►

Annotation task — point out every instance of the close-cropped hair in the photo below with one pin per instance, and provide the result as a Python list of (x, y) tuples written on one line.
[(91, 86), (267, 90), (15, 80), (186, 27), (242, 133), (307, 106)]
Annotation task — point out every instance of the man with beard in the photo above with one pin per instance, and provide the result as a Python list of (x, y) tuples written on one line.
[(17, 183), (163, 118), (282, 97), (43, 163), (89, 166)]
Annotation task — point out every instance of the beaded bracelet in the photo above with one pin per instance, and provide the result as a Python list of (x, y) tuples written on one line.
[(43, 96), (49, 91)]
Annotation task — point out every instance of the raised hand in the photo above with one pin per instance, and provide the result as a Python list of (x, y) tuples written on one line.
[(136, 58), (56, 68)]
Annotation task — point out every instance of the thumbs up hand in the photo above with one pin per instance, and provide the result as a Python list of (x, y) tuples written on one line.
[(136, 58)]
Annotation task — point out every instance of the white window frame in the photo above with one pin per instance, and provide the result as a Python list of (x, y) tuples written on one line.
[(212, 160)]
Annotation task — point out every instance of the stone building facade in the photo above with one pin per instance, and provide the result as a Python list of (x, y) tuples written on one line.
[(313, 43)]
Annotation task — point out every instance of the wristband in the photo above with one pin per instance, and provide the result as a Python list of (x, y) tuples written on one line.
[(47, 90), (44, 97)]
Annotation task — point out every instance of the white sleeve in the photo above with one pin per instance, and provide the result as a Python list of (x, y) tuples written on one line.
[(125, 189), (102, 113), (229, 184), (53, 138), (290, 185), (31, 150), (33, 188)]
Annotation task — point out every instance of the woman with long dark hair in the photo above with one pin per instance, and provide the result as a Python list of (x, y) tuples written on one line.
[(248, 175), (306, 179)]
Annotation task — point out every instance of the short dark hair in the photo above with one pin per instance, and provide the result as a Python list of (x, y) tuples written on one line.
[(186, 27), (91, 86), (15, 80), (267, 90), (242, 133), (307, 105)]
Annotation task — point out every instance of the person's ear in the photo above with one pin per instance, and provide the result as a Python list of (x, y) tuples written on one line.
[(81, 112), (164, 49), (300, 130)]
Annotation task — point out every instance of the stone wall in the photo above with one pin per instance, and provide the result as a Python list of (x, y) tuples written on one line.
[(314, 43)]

◄

Exercise description.
Lay out the records above as a numbered list, from their first line through the line containing "[(136, 58), (56, 68)]", both inclusive. Omit any blank lines.

Finished task.
1. Annotation task — point out every instance of the close-cropped hair in the photo below with one pin per instance, and provide the result as a Python list of (x, y) tuples written on one line.
2. [(91, 86), (267, 90), (15, 80), (186, 27), (242, 133), (307, 106)]
3. Annotation task — point out every instance of the man with beard in the photo above with one pin per instance, and provide the result as a Python list of (x, y) tuples written on one line.
4. [(17, 183), (163, 118), (282, 97), (43, 163), (89, 166)]
5. Annotation task — point out every instance of the beaded bracelet in the photo above with one pin per instance, and provide the result as a Python list of (x, y) tuples written on one line.
6. [(43, 96), (49, 91)]
7. Annotation task — point out every instance of the raised hand in the photo above with one pin per instance, and provide the result as a Python list of (x, y) tuples written on one line.
8. [(136, 58), (56, 68)]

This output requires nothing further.